>> START SUPPLIED RECORDS

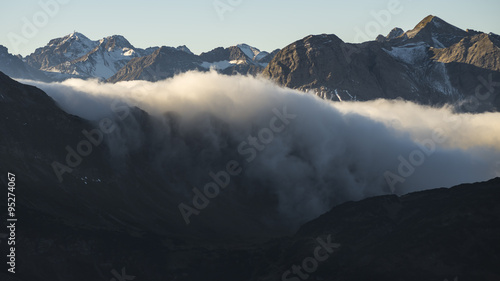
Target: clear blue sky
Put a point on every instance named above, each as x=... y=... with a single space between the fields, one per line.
x=266 y=25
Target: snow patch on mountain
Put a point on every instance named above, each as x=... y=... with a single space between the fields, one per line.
x=410 y=53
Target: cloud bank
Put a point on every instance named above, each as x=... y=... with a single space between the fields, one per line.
x=330 y=153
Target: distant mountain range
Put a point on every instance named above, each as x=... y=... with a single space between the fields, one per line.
x=99 y=220
x=76 y=56
x=434 y=63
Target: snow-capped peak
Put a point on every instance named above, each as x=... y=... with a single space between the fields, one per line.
x=249 y=51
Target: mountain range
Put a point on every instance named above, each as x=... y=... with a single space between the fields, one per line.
x=434 y=63
x=98 y=220
x=114 y=58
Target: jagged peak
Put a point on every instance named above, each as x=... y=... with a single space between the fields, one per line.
x=76 y=35
x=434 y=23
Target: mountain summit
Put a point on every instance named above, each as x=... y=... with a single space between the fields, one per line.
x=435 y=32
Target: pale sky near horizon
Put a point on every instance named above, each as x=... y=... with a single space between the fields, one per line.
x=198 y=24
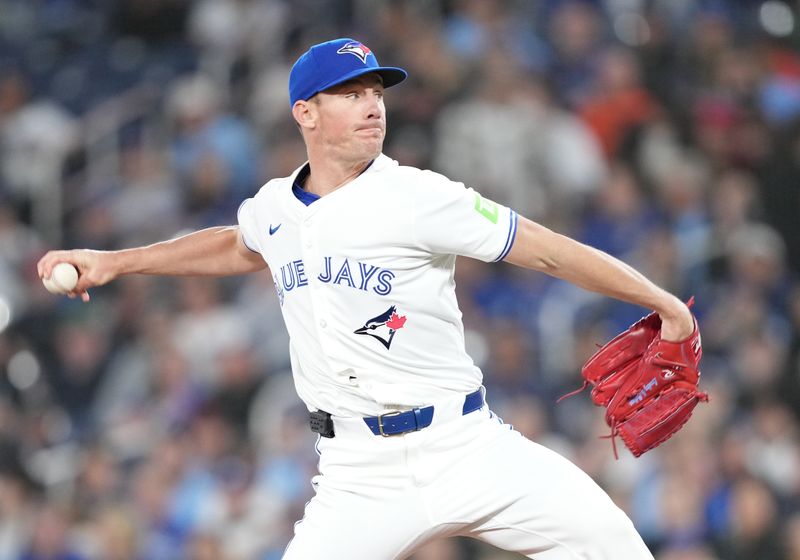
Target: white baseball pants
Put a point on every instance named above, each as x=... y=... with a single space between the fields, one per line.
x=379 y=498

>> END SUPPLIED RECORDS

WORK TO COMPLETE
Rewrite every line of the items above as a numbered list, skipping any blank lines and leaving the pictures out.

WORKED SOLUTION
1. Target: clear blue sky
2. Put a point on every instance named above, each as x=... y=... with a single space between the fields, one per line.
3. x=266 y=25
4. Target: snow patch on mountain
5. Put a point on every instance named above, each as x=... y=... with a single space between the fields, one per line.
6. x=410 y=53
7. Target: cloud bank
8. Put a point on every instance named above, each as x=... y=... with a single space between the fields, one per line.
9. x=330 y=153
10. Target: distant mountain range
11. Put a point on every instance named above, each as x=... y=... with a single space between the fields, one per line.
12. x=99 y=220
13. x=76 y=56
14. x=434 y=63
15. Target: snow-capped peak
16. Put a point on every instance named above, each as x=... y=... with a single space between the fields, one per line.
17. x=249 y=51
18. Target: mountain range
19. Put a point on every instance named above, each as x=... y=... with a single space between the fields, one per line.
20. x=434 y=63
21. x=98 y=220
22. x=114 y=58
23. Target: jagged peak
24. Put a point on every instance named above, each as x=... y=... with a single space between the fields, one per line.
25. x=76 y=35
26. x=434 y=23
27. Target: mountain summit
28. Put a point on every instance named above, each as x=... y=... with a single space between the fields, one per line.
29. x=435 y=32
30. Target: pale sky near horizon
31. Put a point on every instance named above, each as x=... y=... with a single space between the fields, one per line.
32. x=198 y=24
33. Target: white baseball pants
34. Put a point on every instance named above, each as x=... y=... with a single space between the fields, one per line.
35. x=379 y=498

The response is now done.